§ **What to do**: Rewrite the material starting with the line that contains "Labeling guideline: the landscaping" and going on through the line that contains "[0,374,63,393]", changing "Labeling guideline" to "Annotation rule" and leaving everything else as it is.

[Data items]

>> begin

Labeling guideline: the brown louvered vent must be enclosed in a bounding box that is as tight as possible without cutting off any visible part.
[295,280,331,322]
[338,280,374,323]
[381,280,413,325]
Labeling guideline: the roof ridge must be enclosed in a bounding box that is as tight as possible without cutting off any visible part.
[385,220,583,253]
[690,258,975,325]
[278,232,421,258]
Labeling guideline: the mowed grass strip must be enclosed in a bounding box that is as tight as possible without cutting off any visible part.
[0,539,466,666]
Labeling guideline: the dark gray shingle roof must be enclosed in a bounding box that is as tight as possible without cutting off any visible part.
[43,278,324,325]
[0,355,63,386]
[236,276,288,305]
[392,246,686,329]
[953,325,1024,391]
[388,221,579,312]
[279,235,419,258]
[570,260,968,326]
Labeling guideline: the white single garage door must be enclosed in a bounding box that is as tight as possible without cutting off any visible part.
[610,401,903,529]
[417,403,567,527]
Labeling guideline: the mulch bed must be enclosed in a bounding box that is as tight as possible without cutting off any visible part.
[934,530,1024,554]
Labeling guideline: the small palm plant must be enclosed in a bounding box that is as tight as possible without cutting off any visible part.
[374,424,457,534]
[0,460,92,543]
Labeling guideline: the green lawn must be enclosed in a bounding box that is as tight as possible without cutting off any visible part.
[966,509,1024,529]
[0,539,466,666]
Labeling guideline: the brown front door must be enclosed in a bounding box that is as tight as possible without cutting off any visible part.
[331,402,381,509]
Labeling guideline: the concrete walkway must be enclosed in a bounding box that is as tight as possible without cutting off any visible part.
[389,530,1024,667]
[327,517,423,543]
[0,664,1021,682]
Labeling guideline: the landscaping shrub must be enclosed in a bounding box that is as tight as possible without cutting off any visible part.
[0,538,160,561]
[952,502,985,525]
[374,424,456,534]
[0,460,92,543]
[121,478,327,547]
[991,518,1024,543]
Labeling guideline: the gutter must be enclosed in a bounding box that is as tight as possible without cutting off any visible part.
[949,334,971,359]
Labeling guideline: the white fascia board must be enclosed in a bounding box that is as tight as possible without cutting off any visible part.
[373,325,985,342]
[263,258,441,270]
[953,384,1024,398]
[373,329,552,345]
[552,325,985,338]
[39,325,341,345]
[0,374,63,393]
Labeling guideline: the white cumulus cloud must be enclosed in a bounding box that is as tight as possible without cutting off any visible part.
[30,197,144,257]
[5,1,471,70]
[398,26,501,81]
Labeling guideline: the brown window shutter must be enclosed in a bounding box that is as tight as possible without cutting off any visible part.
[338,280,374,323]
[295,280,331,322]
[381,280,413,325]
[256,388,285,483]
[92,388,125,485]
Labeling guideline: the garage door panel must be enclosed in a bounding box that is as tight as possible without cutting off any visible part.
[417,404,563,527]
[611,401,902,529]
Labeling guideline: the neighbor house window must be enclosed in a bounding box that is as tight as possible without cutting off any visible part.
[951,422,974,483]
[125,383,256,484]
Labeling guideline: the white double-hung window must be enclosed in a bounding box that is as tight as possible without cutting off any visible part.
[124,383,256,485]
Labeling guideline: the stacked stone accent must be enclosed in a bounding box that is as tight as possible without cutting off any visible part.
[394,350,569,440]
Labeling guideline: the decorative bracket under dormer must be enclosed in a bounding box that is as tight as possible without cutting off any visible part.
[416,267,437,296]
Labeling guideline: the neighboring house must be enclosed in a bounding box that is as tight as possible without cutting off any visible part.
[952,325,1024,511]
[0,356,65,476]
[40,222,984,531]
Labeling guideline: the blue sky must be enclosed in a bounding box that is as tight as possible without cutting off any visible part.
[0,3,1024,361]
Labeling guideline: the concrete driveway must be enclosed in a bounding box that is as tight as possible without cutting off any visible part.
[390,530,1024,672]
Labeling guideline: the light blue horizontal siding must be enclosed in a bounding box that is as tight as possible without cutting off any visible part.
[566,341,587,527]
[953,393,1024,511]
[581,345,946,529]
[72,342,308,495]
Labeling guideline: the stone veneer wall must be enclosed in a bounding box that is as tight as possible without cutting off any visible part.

>> end

§ **Output**:
Annotation rule: the landscaping shrub must be enclosed in a bounding box that is as tight as possible without cutting off any visible part.
[0,538,160,561]
[952,502,985,525]
[374,424,456,534]
[0,460,92,543]
[121,478,327,547]
[991,518,1024,543]
Annotation rule: the gutter must be enclosed in a bounding box that is as tight as possible without cutting off any visible part.
[949,334,971,359]
Annotation rule: the white fascia board must be enclosed in a bounding box that is as tight as possible without cutting off any visible part.
[373,325,985,342]
[263,258,441,270]
[953,384,1024,398]
[373,329,552,345]
[552,325,985,338]
[39,325,341,345]
[0,374,63,393]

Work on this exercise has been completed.